• **Aim of the exercise**:
Answer these questions about the article on preventive care below:
1. Who wrote the article?
2. What does the pneumococcal vaccine help prevent?
3. How often should women between the ages of 50 and 74 have a mammogram?

• **Reading text**:
+ + + +

Prevention is Key

July 6, 2017 12:14 pm Published by

By: Dr. Valerie Norton

Many patients often visit their doctor only when they are feeling ill, have an injury or an acute change in their health. However, it is very important to maintain a regular annual visit including full physical examination and appropriate labs as well as preventative measures such as vaccinations and cancer screenings and other advice. Your doctor provides preventive services to help you avoid health problems or to identify them early. In many cases, problems that are found early are more likely to respond to treatment. Your doctor will recommend the services that are appropriate for you based on your age, sex, and medical and family history.

Because your risk for health problems increases as you age, these preventative services are important for everyone but especially for older adults. By preventing problems, or identifying them at an early stage, you are more likely to live a longer and healthier life. It is important to ask your doctor about any necessary testing that you may need. The following preventive services are important to consider and discuss with your doctor yearly:

  • Influenza vaccination:  This vaccine is given yearly and helps prevent influenza (the flu) which can be serious and even lead to hospitalization. In general, everyone should get this vaccination every year especially those 65 years of age or older.
  • Pneumococcal vaccination: This vaccine helps prevent pneumonia. For people who have pneumonia, it helps prevent life-threatening complications. Men and women over the age of 65 should be vaccinated as long as it is 5 years from previous vaccine and younger patients with chronic lung diseases should also receive this vaccine.
  • Breast cancer: Between the ages of 50 and 74, women should have a mammogram every 2 years to screen for breast cancer. Depending on your breast cancer risk factors, your doctor may recommend that you have a mammogram more often.

+ + + +

• **Information provided**:
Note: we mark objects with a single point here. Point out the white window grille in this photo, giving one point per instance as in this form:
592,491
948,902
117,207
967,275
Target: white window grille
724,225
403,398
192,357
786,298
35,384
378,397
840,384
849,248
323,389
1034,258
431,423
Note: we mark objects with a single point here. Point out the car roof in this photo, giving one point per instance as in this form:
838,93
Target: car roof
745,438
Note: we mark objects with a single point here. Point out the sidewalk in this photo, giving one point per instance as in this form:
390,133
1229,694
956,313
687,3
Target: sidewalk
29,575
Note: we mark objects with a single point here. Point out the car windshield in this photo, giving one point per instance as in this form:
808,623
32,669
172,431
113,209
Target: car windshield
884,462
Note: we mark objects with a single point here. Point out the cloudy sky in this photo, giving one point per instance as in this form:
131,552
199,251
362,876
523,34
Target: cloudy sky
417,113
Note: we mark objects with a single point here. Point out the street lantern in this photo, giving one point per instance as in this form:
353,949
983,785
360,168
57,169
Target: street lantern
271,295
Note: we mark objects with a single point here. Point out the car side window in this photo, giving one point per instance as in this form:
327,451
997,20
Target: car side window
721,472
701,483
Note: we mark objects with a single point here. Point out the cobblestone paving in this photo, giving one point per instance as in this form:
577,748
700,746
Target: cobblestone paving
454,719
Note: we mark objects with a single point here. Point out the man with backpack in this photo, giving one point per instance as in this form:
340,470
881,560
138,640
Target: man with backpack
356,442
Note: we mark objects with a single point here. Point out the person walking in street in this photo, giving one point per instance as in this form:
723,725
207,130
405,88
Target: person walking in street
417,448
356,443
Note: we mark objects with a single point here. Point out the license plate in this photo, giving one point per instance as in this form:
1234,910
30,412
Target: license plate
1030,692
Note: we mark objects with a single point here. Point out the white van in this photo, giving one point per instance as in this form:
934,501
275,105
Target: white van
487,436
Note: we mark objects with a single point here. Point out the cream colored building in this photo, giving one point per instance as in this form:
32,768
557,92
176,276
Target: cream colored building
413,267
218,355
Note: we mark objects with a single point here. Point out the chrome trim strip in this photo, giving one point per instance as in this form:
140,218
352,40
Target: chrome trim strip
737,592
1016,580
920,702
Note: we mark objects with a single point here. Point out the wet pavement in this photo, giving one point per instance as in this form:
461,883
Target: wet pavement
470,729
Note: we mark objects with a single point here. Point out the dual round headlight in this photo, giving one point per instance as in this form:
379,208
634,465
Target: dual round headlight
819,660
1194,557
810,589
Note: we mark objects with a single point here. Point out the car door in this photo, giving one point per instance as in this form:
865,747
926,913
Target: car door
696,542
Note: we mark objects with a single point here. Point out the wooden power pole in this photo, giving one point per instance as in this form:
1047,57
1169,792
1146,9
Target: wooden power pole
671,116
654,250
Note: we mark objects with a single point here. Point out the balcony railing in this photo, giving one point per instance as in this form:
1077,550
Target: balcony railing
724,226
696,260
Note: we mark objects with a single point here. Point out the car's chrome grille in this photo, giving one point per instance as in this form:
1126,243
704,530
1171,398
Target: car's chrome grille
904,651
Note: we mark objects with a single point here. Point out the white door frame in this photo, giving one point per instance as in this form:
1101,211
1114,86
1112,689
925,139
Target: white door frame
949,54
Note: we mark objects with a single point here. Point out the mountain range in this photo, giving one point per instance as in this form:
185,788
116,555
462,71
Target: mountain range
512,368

+ + + +

• **Solved exercise**:
1. Dr. Valerie Norton
2. Pneumonia
3. Every 2 years